■ What is required
Number every line of the records below in order, omitting blank lines and leaving the pictures out of the list.

***

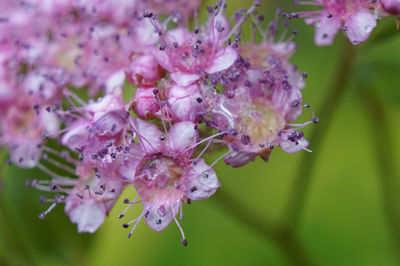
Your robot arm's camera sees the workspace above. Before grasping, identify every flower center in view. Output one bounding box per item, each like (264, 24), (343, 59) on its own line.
(134, 154), (183, 206)
(240, 104), (285, 146)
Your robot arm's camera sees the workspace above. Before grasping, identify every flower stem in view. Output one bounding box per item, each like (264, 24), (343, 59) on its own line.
(283, 40), (356, 226)
(214, 190), (314, 266)
(360, 90), (400, 260)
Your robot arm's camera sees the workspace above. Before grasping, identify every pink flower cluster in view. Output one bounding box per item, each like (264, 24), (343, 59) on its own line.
(0, 0), (320, 245)
(294, 0), (400, 45)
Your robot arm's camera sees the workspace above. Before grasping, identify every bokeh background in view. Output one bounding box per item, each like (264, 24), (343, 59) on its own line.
(0, 0), (400, 266)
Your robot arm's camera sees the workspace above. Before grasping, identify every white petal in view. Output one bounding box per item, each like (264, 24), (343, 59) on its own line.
(183, 159), (221, 200)
(205, 47), (238, 74)
(165, 121), (198, 154)
(65, 200), (106, 233)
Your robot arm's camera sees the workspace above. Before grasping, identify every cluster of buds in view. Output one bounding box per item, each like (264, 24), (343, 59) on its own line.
(0, 0), (324, 245)
(292, 0), (400, 45)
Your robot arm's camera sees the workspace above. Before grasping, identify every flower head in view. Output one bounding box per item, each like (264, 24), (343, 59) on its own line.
(296, 0), (377, 45)
(120, 120), (220, 243)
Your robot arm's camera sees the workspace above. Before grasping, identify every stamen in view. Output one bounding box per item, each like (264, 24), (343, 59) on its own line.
(210, 151), (231, 167)
(174, 217), (187, 247)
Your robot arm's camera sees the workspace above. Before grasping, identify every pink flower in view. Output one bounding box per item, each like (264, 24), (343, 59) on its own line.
(130, 87), (165, 119)
(128, 55), (165, 87)
(64, 160), (124, 233)
(0, 92), (60, 168)
(212, 54), (314, 167)
(379, 0), (400, 16)
(168, 84), (208, 122)
(121, 119), (220, 243)
(29, 152), (126, 233)
(58, 91), (129, 157)
(297, 0), (377, 45)
(150, 11), (237, 86)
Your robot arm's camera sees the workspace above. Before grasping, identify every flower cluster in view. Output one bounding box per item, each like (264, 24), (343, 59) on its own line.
(0, 0), (318, 245)
(294, 0), (400, 45)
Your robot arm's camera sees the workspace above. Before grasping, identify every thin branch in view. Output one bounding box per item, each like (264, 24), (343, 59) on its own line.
(283, 40), (355, 226)
(214, 189), (314, 266)
(360, 91), (400, 260)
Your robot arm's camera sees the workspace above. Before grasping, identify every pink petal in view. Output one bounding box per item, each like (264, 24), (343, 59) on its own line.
(8, 138), (42, 168)
(183, 159), (221, 200)
(134, 87), (160, 119)
(165, 121), (198, 154)
(65, 200), (106, 233)
(106, 70), (125, 94)
(168, 85), (201, 122)
(279, 138), (309, 153)
(314, 13), (341, 46)
(143, 202), (177, 232)
(133, 119), (164, 153)
(345, 8), (376, 45)
(170, 72), (200, 87)
(89, 110), (129, 137)
(224, 151), (257, 168)
(205, 47), (238, 74)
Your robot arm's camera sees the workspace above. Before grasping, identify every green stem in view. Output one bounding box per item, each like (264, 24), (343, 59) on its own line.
(214, 190), (314, 266)
(361, 91), (400, 260)
(283, 40), (356, 226)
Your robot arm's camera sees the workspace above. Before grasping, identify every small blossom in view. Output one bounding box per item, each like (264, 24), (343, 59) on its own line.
(297, 0), (377, 45)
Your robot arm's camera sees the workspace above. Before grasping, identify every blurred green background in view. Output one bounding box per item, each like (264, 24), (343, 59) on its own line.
(0, 0), (400, 266)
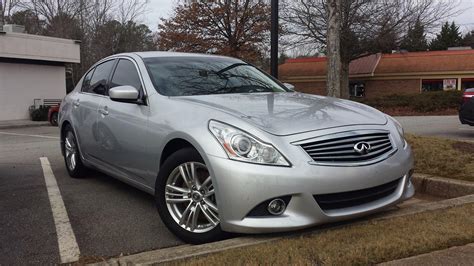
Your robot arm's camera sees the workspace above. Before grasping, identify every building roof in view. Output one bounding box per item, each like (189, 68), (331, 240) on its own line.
(279, 50), (474, 79)
(0, 32), (80, 63)
(375, 50), (474, 74)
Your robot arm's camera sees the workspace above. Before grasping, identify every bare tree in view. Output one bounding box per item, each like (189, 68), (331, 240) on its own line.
(159, 0), (270, 64)
(0, 0), (22, 25)
(282, 0), (458, 97)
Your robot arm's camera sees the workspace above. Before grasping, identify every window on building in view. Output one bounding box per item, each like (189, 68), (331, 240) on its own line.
(349, 82), (365, 97)
(421, 79), (443, 92)
(461, 78), (474, 91)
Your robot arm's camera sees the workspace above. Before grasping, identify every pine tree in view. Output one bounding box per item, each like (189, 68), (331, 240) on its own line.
(462, 30), (474, 49)
(430, 21), (462, 50)
(400, 20), (428, 52)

***

■ Exercise solution
1. Your robot arm's camera sees the workspace above. Before grasping, identify every flower center in view. Output one bounding box per item, each like (264, 24), (343, 59) on its own line.
2. (134, 154), (183, 206)
3. (240, 104), (285, 146)
4. Your robot arm's camera sees the workspace above. Before grasping, identify every flower stem in view. Output one bounding box per item, each like (264, 24), (343, 59) on its own line.
5. (283, 40), (356, 226)
6. (214, 190), (314, 266)
7. (360, 90), (400, 260)
8. Your robot arm's camera sees the workspace above. Before grasping, identify every pink flower cluster in view. Output one bounding box per item, each like (264, 24), (343, 59) on its own line.
9. (0, 0), (320, 245)
10. (294, 0), (400, 45)
11. Your robot arm's camera sees the workspace above. Before grasping, identify every bokeh background in view. Output one bounding box per item, each like (264, 24), (343, 59) on its own line.
12. (0, 0), (400, 266)
13. Your robot arm's camera sees the workspace above. Before grasping, identify every white petal in view. Output one bounding box per item, each like (264, 24), (343, 59) on its own line.
14. (183, 159), (221, 200)
15. (205, 47), (238, 74)
16. (165, 121), (198, 154)
17. (65, 200), (106, 233)
18. Your robot arm's camera sees the workspace above. Before grasping, identify every cluster of buds in view. Output one bounding box per item, each like (264, 24), (343, 59) on its own line.
19. (0, 0), (324, 245)
20. (292, 0), (400, 45)
21. Your robot arm's camera sees the workspace above. Before grasping, identify every flower head in view. Output one bounding box per item, each like (264, 24), (343, 59) on its own line.
22. (296, 0), (377, 45)
23. (120, 120), (220, 243)
24. Your robot arm's camera sees the workspace above. Before grasping, identify every stamen in view. Output one bounding box per item, each like (264, 24), (343, 59) on its own line.
25. (210, 151), (231, 167)
26. (174, 217), (187, 247)
27. Your robot arm's camera sees the workspace above. Before grasping, identify every pink flower in view. Output one bounding box per item, each like (264, 24), (343, 59) on its own line.
28. (130, 87), (165, 119)
29. (128, 55), (165, 87)
30. (64, 160), (124, 233)
31. (0, 92), (60, 168)
32. (212, 54), (314, 167)
33. (379, 0), (400, 16)
34. (168, 84), (208, 122)
35. (121, 119), (220, 243)
36. (29, 152), (126, 233)
37. (58, 91), (129, 157)
38. (297, 0), (377, 45)
39. (150, 11), (237, 86)
40. Your robot arm's camera sees the workspace above. Before grasping, identify every flower cluster in view. Output one bounding box per item, each like (264, 24), (343, 59) on its own line.
41. (0, 0), (318, 245)
42. (294, 0), (400, 45)
43. Your robot arm's camera sees the workspace above. Before grasping, identify every thin branch in view. Output one bounding box per item, each like (264, 24), (343, 59) on its own line.
44. (283, 40), (355, 226)
45. (214, 189), (314, 266)
46. (360, 91), (400, 260)
47. Your robot arm's camera sees the workspace above. Before grasping, identify every pink petal in view. Output one bounding box per item, each like (264, 24), (343, 59) on its own line.
48. (8, 138), (42, 168)
49. (183, 159), (221, 200)
50. (134, 87), (160, 119)
51. (165, 121), (198, 154)
52. (65, 200), (106, 233)
53. (106, 70), (125, 94)
54. (168, 85), (201, 122)
55. (279, 138), (309, 153)
56. (314, 13), (341, 46)
57. (143, 202), (177, 232)
58. (133, 119), (164, 153)
59. (345, 8), (376, 45)
60. (170, 72), (200, 87)
61. (89, 110), (129, 137)
62. (224, 151), (257, 168)
63. (205, 47), (238, 74)
64. Your robot arm's camera sees the workspace above. Before grasping, identify every green stem in view. Output one bounding box per item, each like (264, 24), (343, 59) on its own line.
65. (214, 190), (314, 266)
66. (361, 91), (400, 260)
67. (283, 40), (356, 226)
68. Your robot arm's camera sees the workspace above. Before grasping, identify every small blossom in view. Output one bounding box per item, each like (264, 24), (343, 59) on its own line.
69. (297, 0), (377, 45)
70. Your robot arm's camera sees the workspace above. Before grasping, identify every blurred green background in view. Output one bounding box per item, each like (264, 24), (343, 59) on its own line.
71. (0, 0), (400, 266)
72. Your robot arm's camera sees the workspace above. Before grasping, identify every building roof in view. Output one bounding box per item, each like (189, 68), (331, 240) on its own line.
73. (279, 50), (474, 79)
74. (0, 32), (80, 63)
75. (375, 50), (474, 74)
76. Your robot arm's camera sees the workspace above. Before grasping, identify every bare tree in view. Output one bounding box per item, each like (189, 68), (331, 240) on its own line.
77. (159, 0), (270, 64)
78. (0, 0), (22, 25)
79. (282, 0), (458, 97)
80. Your robot arm's camera sees the workspace above. Before grasping, identify every window on building in view. Output one bounding box per item, each like (189, 68), (331, 240) on its own line.
81. (349, 82), (365, 97)
82. (421, 79), (443, 92)
83. (461, 78), (474, 91)
84. Your robot arm's camera sees the workspace above. Before grasping, identify every pine tree in view. Output one bounding box per item, each like (189, 68), (331, 240) on its own line.
85. (462, 30), (474, 49)
86. (430, 21), (462, 50)
87. (400, 20), (428, 52)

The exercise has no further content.